[WHAT YOU NEED TO DO] Which of the lines in the listing that follows hold "little"? Pull each one out.

*** THE RECORDS ***

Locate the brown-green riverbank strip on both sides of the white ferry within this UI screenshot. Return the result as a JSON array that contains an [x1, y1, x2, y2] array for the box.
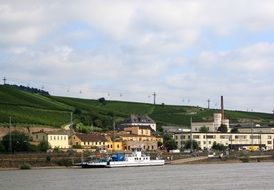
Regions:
[[0, 152, 274, 171]]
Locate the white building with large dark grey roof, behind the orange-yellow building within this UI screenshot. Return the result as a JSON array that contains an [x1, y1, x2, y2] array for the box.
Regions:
[[121, 114, 156, 131]]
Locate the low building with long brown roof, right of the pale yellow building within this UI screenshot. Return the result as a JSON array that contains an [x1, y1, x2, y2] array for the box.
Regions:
[[70, 133, 107, 150]]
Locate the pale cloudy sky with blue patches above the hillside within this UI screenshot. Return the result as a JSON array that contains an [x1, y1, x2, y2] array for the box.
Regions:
[[0, 0, 274, 113]]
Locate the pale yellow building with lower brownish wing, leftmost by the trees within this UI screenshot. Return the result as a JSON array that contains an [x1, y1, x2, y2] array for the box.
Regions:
[[31, 130, 70, 149]]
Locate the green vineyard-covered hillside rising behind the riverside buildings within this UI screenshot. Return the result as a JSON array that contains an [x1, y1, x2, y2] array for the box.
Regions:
[[0, 85, 274, 129]]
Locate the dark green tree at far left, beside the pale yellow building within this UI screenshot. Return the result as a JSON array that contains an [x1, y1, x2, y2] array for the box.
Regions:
[[2, 131, 30, 152]]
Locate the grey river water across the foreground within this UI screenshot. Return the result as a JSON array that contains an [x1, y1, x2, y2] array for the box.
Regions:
[[0, 162, 274, 190]]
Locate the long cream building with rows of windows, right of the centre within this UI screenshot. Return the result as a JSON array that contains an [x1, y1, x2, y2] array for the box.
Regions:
[[173, 132, 274, 150]]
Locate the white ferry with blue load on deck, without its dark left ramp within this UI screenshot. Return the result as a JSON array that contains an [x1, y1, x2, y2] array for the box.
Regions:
[[106, 149, 165, 168]]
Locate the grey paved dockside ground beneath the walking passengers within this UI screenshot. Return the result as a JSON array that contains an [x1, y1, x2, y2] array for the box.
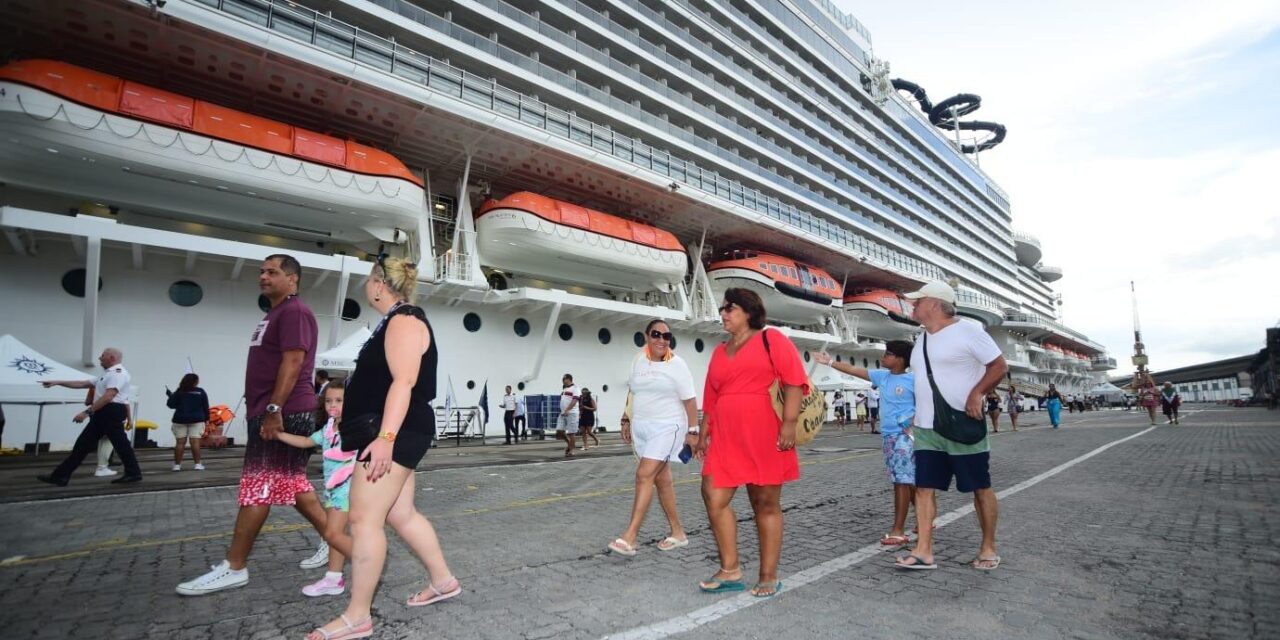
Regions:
[[0, 406, 1280, 639]]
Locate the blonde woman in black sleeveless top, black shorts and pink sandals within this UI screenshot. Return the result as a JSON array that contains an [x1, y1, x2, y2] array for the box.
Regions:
[[307, 256, 462, 640]]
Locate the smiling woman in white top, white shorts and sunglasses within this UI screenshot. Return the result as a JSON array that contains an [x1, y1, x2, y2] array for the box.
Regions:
[[609, 320, 698, 556]]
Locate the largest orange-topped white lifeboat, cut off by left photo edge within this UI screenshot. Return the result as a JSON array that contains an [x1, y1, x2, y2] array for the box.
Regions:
[[0, 60, 425, 242]]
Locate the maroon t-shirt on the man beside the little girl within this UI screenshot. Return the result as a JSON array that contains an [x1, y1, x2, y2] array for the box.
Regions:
[[244, 296, 319, 417]]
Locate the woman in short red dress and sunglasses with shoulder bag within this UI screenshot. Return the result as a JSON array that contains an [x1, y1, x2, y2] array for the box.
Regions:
[[695, 288, 808, 598]]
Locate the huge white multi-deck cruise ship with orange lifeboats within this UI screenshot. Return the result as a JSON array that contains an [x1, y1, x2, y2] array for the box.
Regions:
[[0, 0, 1115, 448]]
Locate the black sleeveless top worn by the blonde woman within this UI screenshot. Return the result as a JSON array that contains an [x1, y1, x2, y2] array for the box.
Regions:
[[342, 305, 439, 433]]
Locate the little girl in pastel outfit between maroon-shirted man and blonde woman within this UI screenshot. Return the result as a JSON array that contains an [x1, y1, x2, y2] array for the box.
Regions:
[[276, 380, 356, 598]]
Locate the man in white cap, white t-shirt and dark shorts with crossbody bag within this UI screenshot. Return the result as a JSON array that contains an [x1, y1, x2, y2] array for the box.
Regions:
[[896, 280, 1009, 571]]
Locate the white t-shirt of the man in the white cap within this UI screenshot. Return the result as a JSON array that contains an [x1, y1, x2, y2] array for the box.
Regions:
[[911, 321, 1002, 429]]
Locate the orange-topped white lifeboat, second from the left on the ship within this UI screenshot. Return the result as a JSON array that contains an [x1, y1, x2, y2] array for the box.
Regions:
[[476, 191, 689, 292]]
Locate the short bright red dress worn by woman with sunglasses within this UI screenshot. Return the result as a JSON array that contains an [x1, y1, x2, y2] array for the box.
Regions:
[[703, 329, 809, 489]]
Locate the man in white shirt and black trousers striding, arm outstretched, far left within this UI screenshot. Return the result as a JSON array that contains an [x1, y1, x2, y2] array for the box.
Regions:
[[36, 347, 142, 486]]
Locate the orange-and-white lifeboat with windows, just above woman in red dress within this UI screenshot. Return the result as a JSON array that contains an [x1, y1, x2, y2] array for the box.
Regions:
[[707, 250, 842, 325]]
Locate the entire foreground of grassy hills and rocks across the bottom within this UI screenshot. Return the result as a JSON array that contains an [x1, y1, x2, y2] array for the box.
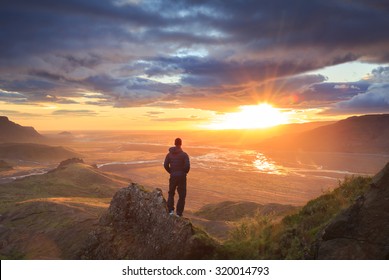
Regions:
[[0, 156, 389, 259]]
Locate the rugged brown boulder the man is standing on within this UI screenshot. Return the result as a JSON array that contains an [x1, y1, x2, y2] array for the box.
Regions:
[[80, 184, 216, 259]]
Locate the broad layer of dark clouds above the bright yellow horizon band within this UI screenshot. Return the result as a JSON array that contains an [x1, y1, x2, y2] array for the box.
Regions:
[[0, 0, 389, 114]]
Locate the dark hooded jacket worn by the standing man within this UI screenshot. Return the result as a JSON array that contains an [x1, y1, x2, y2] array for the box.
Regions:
[[163, 147, 190, 176]]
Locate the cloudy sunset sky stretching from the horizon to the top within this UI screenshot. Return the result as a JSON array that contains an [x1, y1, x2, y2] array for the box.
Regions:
[[0, 0, 389, 130]]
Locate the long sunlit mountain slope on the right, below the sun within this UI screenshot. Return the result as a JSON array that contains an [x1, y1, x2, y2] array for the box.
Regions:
[[259, 114, 389, 154]]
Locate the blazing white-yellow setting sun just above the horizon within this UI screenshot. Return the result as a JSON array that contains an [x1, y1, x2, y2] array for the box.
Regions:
[[207, 103, 288, 129]]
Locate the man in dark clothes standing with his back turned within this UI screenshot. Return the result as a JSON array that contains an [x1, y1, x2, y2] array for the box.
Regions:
[[163, 138, 190, 217]]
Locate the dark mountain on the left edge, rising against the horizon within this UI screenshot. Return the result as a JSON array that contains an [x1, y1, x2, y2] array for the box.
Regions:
[[0, 116, 45, 143]]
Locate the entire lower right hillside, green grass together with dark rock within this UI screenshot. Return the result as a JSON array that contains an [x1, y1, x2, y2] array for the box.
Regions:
[[218, 163, 389, 260]]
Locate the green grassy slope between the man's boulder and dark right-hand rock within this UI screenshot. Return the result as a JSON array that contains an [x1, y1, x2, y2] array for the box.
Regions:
[[219, 177, 371, 259]]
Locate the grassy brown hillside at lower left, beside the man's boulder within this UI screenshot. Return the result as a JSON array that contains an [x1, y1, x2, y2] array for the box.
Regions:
[[0, 163, 128, 259]]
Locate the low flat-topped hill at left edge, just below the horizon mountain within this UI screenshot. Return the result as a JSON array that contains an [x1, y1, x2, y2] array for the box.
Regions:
[[0, 143, 81, 162]]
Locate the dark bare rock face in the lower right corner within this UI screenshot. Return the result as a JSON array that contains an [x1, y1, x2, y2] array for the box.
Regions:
[[316, 163, 389, 259]]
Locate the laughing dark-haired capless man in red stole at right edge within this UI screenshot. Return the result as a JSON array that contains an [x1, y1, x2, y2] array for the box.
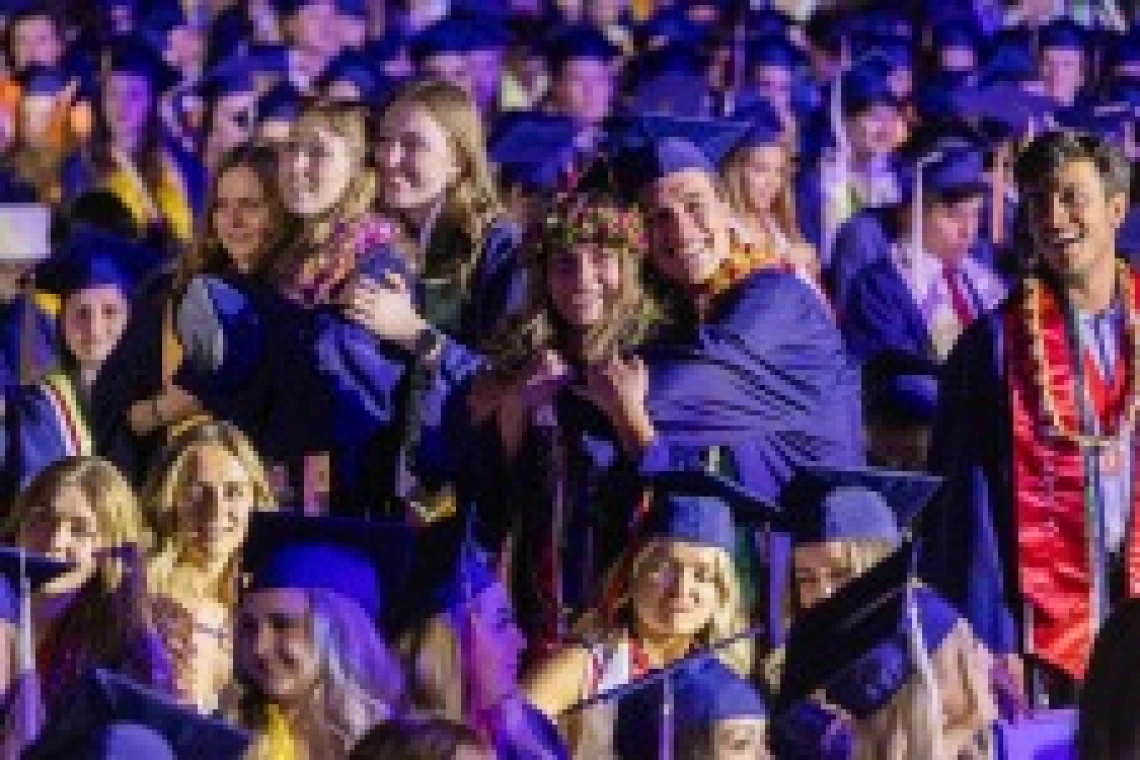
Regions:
[[923, 132, 1140, 704]]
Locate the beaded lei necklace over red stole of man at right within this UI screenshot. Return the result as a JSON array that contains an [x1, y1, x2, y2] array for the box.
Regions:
[[1025, 262, 1140, 449]]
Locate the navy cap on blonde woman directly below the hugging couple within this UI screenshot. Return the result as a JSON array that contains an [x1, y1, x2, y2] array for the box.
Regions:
[[638, 471, 780, 553]]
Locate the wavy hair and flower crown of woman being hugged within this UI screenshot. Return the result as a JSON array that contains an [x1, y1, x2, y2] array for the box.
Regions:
[[488, 193, 660, 377]]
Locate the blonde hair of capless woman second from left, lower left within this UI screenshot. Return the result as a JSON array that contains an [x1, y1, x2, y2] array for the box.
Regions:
[[143, 420, 277, 606]]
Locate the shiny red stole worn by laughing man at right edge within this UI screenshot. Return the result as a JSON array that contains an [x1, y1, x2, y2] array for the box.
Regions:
[[1003, 274, 1140, 680]]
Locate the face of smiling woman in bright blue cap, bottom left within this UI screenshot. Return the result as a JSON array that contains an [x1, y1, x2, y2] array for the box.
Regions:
[[235, 589, 320, 705]]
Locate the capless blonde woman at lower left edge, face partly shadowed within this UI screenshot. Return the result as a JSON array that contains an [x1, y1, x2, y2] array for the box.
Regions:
[[5, 457, 180, 717]]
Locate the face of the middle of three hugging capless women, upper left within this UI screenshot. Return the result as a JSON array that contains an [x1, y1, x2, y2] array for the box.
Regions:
[[279, 121, 361, 216]]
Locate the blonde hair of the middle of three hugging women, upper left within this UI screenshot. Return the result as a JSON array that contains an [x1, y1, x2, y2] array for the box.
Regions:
[[268, 99, 376, 280]]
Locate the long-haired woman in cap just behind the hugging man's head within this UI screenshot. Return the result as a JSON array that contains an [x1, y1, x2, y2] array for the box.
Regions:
[[720, 106, 822, 303]]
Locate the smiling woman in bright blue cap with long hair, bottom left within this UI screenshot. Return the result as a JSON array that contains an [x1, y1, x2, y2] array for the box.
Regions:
[[227, 513, 407, 760]]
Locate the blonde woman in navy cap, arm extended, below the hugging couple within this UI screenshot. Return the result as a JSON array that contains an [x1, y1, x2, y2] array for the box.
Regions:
[[524, 472, 763, 758]]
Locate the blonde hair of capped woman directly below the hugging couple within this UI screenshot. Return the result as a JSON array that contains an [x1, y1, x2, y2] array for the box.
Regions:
[[576, 538, 752, 678]]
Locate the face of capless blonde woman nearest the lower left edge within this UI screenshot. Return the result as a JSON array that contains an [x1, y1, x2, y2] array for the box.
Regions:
[[16, 485, 101, 594]]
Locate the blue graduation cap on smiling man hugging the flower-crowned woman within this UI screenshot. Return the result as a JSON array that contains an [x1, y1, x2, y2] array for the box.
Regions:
[[579, 114, 749, 197]]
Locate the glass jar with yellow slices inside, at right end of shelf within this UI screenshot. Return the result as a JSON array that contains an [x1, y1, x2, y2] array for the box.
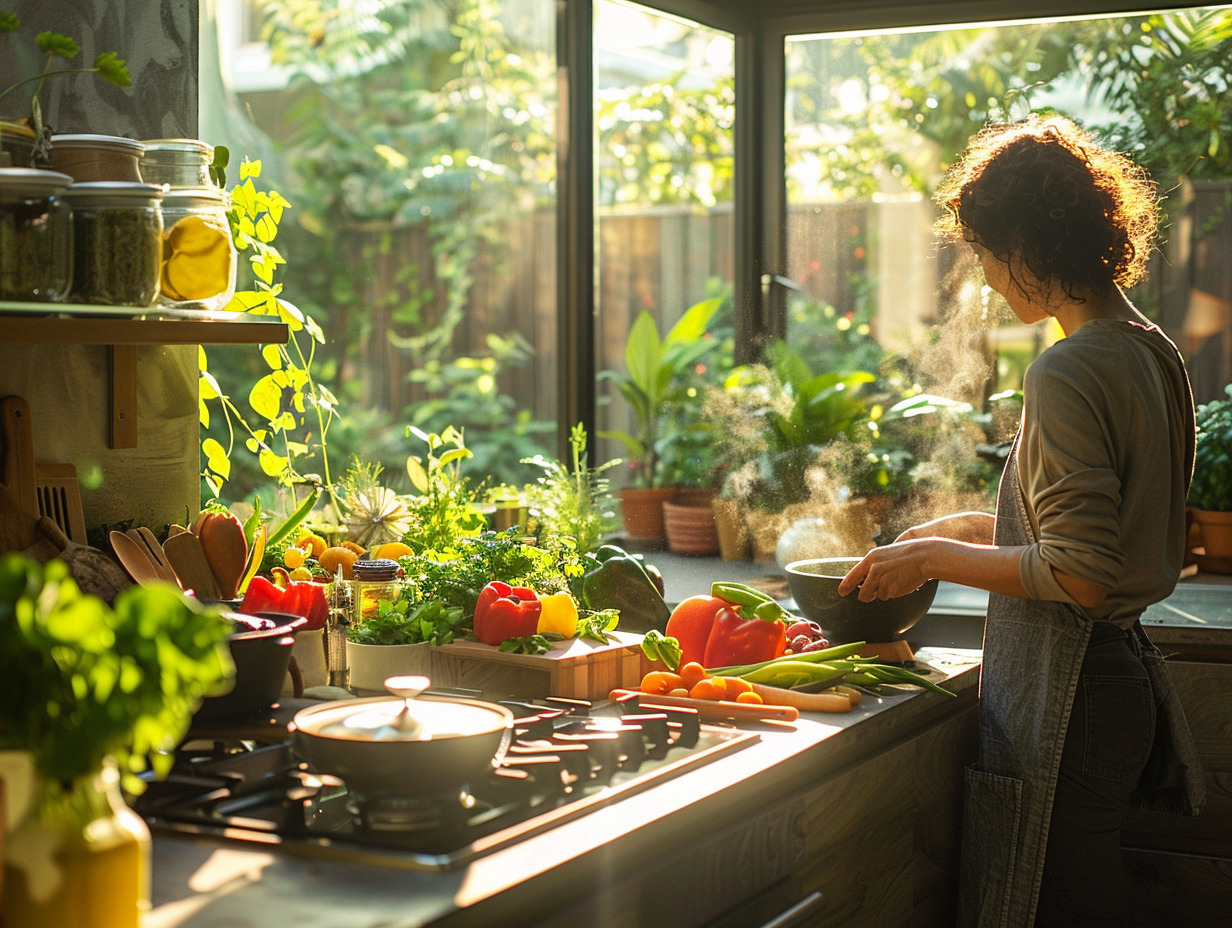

***

[EXERCISE RESPONSE]
Locate the maroon t-shirt on the man beside the little girl within this UI screenshot. Return the result as a JSON array that contains an [x1, y1, x2, y2] array for the box.
Locate the little girl in pastel outfit between maroon-shirted man and blonde woman within this UI screenshot. Return the result as a JSON array that contains an [x1, y1, x2, y2] array for the box.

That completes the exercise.